▶ _Assignment_
So that nothing is lost, transcribe each line of the records exactly.

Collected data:
-----

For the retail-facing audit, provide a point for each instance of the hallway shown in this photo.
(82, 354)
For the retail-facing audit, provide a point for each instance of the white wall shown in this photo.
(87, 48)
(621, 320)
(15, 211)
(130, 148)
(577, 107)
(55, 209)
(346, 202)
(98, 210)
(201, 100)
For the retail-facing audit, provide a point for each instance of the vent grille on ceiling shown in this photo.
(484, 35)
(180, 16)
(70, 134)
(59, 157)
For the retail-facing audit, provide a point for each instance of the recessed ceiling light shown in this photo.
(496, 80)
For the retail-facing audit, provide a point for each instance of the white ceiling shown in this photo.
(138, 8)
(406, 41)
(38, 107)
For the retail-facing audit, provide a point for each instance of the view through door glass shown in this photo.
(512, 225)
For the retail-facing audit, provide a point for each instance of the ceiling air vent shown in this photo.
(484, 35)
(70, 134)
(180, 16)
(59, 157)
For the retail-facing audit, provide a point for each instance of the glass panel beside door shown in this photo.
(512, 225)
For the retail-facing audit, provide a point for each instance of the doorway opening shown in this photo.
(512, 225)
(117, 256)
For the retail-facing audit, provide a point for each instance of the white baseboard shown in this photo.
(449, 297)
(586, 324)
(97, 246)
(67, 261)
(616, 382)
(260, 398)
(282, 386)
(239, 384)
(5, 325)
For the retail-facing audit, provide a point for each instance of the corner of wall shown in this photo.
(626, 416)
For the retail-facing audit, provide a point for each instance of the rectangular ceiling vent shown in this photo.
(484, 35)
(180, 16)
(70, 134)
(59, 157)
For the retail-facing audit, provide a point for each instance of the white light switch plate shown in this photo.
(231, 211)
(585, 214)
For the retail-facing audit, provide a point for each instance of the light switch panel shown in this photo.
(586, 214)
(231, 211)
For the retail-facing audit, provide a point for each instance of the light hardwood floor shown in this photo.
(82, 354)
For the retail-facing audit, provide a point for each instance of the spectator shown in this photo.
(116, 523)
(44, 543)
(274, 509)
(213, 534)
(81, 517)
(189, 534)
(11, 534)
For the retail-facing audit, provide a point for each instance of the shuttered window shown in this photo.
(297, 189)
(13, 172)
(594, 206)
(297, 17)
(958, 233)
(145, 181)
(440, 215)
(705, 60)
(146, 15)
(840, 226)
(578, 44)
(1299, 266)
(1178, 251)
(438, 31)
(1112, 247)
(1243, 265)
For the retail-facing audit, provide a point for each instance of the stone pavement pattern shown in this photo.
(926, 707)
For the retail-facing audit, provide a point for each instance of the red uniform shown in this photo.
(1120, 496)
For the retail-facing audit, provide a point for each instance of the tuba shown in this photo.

-----

▶ _Result of this task_
For the retail-facing audit, provide a point for each instance of the hallway shown in this photo.
(82, 354)
For the retail-facing audit, provide a point for each instance of the white wall shown in this photo.
(87, 48)
(621, 320)
(15, 211)
(130, 148)
(577, 107)
(55, 209)
(346, 202)
(98, 210)
(201, 100)
For the retail-facing audit, provide a point for each instance of the vent grille on ceiling shown in this photo.
(484, 35)
(180, 16)
(70, 134)
(59, 157)
For the retail-facing audit, provide a point for each instance of the recessed ceiling light shown in this photo.
(496, 80)
For the retail-facing audit, provide a point for each instance of the white ceiling shown in this photo.
(138, 8)
(406, 41)
(38, 107)
For the retail-facing audit, provide a point for each instance of the view through door glass shown in this photo.
(512, 225)
For the retail-facing audit, provide a point for each instance of the ceiling air vent shown in this photo.
(484, 35)
(70, 134)
(180, 16)
(59, 157)
For the retail-facing audit, provide a point for each instance of the glass panel beside door shown in this photo.
(512, 225)
For the retail-facing audit, provide a point for each instance of the doorway opening shown in this photo.
(512, 225)
(117, 256)
For the retail-facing audit, provide a point for each instance of the white baseboard shown in this photo.
(449, 297)
(586, 324)
(97, 246)
(67, 261)
(616, 382)
(260, 398)
(282, 386)
(239, 384)
(5, 325)
For the retail-facing audit, provide a point for each instance of the corner of wall shown in this photo.
(626, 416)
For the retail-facing audit, provide a point for each instance of the rectangular ceiling vent shown in this photo.
(484, 35)
(180, 16)
(70, 134)
(59, 157)
For the retail-facing audit, provide a point for each instance of the white light switch plate shown in this photo.
(231, 211)
(585, 214)
For the retail-facing audit, provide a point for each instance of the light switch panel shown in this photo.
(586, 214)
(231, 211)
For the retail-facing audit, provide a point for each instance of the light hardwood floor shown in this photo.
(82, 354)
For the retail-facing audit, provide a point for each instance of the spectator shown in this photo.
(116, 523)
(44, 543)
(274, 509)
(213, 534)
(81, 517)
(189, 534)
(11, 534)
For the retail-facing audit, provide a point for each instance of the shuttered window shown in this photo.
(297, 189)
(13, 172)
(594, 206)
(297, 17)
(958, 233)
(145, 181)
(440, 215)
(705, 60)
(146, 15)
(840, 226)
(578, 44)
(1299, 266)
(1178, 251)
(438, 31)
(1112, 247)
(1243, 265)
For the retail-facing audit, provide a point for each instance of the stone pavement pattern shown in this photo.
(926, 707)
For the retail-facing audit, provide a point for each instance of the red uniform shown in this photo.
(1120, 496)
For the retail-facing audit, provide a point for each instance of the tuba shown in this photo.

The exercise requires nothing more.